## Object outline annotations
++++++
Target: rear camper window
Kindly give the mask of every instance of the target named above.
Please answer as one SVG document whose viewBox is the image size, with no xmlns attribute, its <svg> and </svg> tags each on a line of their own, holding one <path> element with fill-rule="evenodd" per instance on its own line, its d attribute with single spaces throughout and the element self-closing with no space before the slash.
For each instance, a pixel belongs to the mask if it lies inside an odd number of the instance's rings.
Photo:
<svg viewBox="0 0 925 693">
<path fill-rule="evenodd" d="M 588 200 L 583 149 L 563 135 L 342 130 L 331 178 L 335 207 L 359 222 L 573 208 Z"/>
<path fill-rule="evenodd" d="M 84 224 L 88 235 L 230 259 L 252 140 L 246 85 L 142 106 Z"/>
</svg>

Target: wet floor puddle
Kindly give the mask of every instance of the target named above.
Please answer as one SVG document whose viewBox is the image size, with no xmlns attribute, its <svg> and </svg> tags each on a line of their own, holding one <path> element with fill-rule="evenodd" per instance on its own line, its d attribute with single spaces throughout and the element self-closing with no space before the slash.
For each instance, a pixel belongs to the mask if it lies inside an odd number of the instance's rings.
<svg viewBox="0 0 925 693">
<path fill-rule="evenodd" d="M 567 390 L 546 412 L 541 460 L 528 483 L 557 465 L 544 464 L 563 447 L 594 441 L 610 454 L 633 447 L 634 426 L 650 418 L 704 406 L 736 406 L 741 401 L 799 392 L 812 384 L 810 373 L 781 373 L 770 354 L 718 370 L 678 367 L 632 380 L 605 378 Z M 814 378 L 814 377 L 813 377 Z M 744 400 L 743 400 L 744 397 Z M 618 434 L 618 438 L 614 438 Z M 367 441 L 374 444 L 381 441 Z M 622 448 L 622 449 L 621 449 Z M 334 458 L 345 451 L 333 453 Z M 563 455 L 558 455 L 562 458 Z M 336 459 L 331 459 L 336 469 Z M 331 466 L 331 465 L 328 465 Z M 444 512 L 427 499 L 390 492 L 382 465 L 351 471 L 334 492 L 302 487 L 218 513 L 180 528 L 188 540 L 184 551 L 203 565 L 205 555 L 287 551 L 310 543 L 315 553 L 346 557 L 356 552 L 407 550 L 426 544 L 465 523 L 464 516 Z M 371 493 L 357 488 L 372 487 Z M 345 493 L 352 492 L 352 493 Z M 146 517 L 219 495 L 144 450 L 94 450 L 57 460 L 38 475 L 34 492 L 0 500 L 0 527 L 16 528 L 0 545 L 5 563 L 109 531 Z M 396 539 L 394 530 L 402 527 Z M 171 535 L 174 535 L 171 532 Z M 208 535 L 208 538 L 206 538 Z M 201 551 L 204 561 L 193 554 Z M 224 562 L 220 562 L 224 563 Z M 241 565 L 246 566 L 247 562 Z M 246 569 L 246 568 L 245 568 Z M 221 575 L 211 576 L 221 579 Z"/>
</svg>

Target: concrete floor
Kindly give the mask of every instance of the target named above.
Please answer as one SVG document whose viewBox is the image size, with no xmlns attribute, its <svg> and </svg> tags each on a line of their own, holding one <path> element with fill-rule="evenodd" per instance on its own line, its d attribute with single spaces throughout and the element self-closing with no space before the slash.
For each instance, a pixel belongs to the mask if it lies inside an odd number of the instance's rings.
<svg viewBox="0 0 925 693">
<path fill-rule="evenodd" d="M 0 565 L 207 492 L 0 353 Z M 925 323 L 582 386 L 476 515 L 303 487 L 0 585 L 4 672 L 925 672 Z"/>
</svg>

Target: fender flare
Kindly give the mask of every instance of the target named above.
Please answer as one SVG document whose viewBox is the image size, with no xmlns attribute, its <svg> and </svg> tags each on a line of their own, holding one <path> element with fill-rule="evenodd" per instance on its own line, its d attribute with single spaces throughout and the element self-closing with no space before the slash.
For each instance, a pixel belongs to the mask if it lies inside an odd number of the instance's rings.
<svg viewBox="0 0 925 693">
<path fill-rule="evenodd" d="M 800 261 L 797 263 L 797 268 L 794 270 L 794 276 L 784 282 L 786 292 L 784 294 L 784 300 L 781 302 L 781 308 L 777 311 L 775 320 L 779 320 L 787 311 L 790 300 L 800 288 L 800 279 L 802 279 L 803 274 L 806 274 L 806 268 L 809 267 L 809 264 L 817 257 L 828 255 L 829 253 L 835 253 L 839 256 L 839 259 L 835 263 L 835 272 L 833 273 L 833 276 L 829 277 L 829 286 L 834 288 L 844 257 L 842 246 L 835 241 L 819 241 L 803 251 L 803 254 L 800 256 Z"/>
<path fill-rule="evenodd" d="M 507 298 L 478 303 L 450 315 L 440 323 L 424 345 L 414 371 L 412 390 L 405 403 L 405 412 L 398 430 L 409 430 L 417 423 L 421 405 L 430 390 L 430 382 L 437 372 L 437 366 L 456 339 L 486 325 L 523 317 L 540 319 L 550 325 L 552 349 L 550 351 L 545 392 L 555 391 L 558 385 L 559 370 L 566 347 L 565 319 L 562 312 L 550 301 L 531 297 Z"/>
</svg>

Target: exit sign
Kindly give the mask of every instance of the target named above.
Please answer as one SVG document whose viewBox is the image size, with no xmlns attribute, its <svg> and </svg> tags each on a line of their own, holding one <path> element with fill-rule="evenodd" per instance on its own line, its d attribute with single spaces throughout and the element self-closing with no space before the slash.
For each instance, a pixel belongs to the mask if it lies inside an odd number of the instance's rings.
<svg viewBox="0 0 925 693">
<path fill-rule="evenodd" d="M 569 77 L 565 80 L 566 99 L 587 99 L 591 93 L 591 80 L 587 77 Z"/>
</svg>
++++++
## WHAT IS BEING ASKED
Substitute "Please return" for every occurrence of "Kindly give" in the records above, leaving all other text unchanged.

## WORKED ANSWER
Target: rear camper window
Please return the mask of every instance of the target named above.
Please answer as one SVG document whose viewBox is the image size, with no xmlns attribute, its <svg> and </svg> tags each on a line of their own, holding one <path> element with fill-rule="evenodd" per instance on its own line, its d attribute with single spaces throughout and the element self-closing with no space before the slash.
For each instance, a pixel belongs to the mask if it lies inside an odd number of the instance's rings.
Photo:
<svg viewBox="0 0 925 693">
<path fill-rule="evenodd" d="M 588 200 L 583 149 L 563 135 L 342 130 L 331 178 L 335 207 L 359 222 L 573 208 Z"/>
<path fill-rule="evenodd" d="M 84 224 L 88 235 L 230 259 L 252 140 L 246 85 L 142 106 Z"/>
</svg>

Target: wet floor puddle
Please return the mask of every instance of the target named above.
Please answer as one SVG document whose viewBox is the image size, with no xmlns attribute, its <svg> and </svg> tags each on a line of their own, holding one <path> element with fill-rule="evenodd" per instance on its own line, its d attribute with single spaces throughout and the element self-closing with no space before the slash.
For each instance, a pixel belongs to the mask if it lies inside an odd number of the instance's rings.
<svg viewBox="0 0 925 693">
<path fill-rule="evenodd" d="M 567 390 L 546 412 L 541 460 L 528 483 L 557 465 L 544 464 L 563 447 L 594 441 L 610 454 L 633 447 L 634 426 L 650 418 L 704 406 L 736 406 L 741 401 L 799 392 L 812 384 L 810 373 L 781 373 L 770 354 L 718 370 L 678 367 L 632 380 L 605 378 Z M 814 378 L 814 377 L 813 377 Z M 744 400 L 743 400 L 744 397 Z M 618 434 L 618 438 L 614 438 Z M 367 441 L 374 444 L 381 441 Z M 622 448 L 622 449 L 621 449 Z M 334 458 L 345 451 L 333 453 Z M 563 455 L 558 455 L 562 458 Z M 336 459 L 331 459 L 336 469 Z M 331 466 L 331 465 L 328 465 Z M 444 512 L 427 499 L 390 492 L 382 465 L 351 471 L 334 492 L 302 487 L 218 513 L 180 528 L 188 540 L 184 551 L 203 565 L 205 555 L 287 551 L 310 543 L 315 553 L 346 557 L 356 552 L 407 550 L 426 544 L 465 523 L 464 516 Z M 371 493 L 357 488 L 372 487 Z M 345 493 L 352 492 L 352 493 Z M 146 517 L 219 495 L 144 450 L 94 450 L 57 460 L 38 475 L 34 492 L 0 500 L 0 527 L 16 528 L 0 545 L 5 563 L 109 531 Z M 396 539 L 394 530 L 402 527 Z M 171 535 L 174 535 L 171 532 Z M 208 535 L 208 538 L 206 538 Z M 201 551 L 204 561 L 193 554 Z M 224 562 L 220 562 L 224 563 Z M 241 565 L 246 566 L 247 562 Z M 246 569 L 246 568 L 245 568 Z M 221 575 L 211 576 L 221 579 Z"/>
</svg>

Target: concrete floor
Please return the mask of every instance of the target named above.
Please answer as one SVG document whose viewBox is the image size, with no xmlns attribute, its <svg> and </svg> tags each on a line of their own, holding one <path> element with fill-rule="evenodd" per instance on its own line, its d attribute with single spaces throughout and the element self-closing with no space before the slash.
For each instance, a pixel belongs to the mask if it lies inside an odd number of the instance's rings.
<svg viewBox="0 0 925 693">
<path fill-rule="evenodd" d="M 0 565 L 207 492 L 0 353 Z M 925 323 L 582 386 L 476 515 L 303 487 L 0 585 L 4 672 L 925 672 Z"/>
</svg>

Target: fender flare
Please return the mask of every instance of the target named above.
Please answer as one SVG document whose viewBox is the image size, with no xmlns attribute, its <svg> and </svg> tags each on a line of their own, holding one <path> element with fill-rule="evenodd" per instance on its own line, its d attribute with single spaces throughout and the element self-closing with no space before the slash.
For each instance, a pixel belongs to the mask if it lies inside an odd number of the instance's rings.
<svg viewBox="0 0 925 693">
<path fill-rule="evenodd" d="M 800 261 L 797 263 L 797 268 L 794 270 L 794 276 L 784 282 L 786 292 L 784 294 L 784 300 L 781 302 L 781 308 L 777 311 L 775 320 L 779 320 L 787 311 L 790 300 L 800 288 L 800 279 L 802 279 L 803 274 L 806 274 L 806 268 L 809 267 L 809 264 L 817 257 L 828 255 L 829 253 L 835 253 L 839 256 L 839 259 L 835 263 L 835 272 L 833 273 L 833 276 L 829 277 L 829 286 L 834 288 L 844 257 L 842 246 L 835 241 L 819 241 L 803 251 L 803 254 L 800 256 Z"/>
<path fill-rule="evenodd" d="M 507 298 L 478 303 L 450 315 L 440 323 L 424 345 L 414 371 L 412 390 L 405 403 L 405 412 L 398 430 L 409 430 L 417 423 L 421 405 L 430 390 L 430 382 L 437 372 L 437 366 L 456 339 L 486 325 L 523 317 L 540 319 L 550 325 L 552 349 L 550 351 L 545 392 L 555 391 L 558 385 L 559 370 L 566 347 L 565 319 L 562 312 L 550 301 L 531 297 Z"/>
</svg>

Target: exit sign
Please return the mask of every instance of the target named above.
Please answer as one SVG document whose viewBox is the image size, with no xmlns attribute, its <svg> and </svg> tags each on a line of their own, holding one <path> element with fill-rule="evenodd" per instance on its own line, its d attribute with single spaces throughout and the element self-closing with no space before the slash.
For each instance, a pixel belongs to the mask if it lies inside an odd number of the instance's rings.
<svg viewBox="0 0 925 693">
<path fill-rule="evenodd" d="M 569 77 L 565 80 L 566 99 L 587 99 L 591 93 L 591 80 L 587 77 Z"/>
</svg>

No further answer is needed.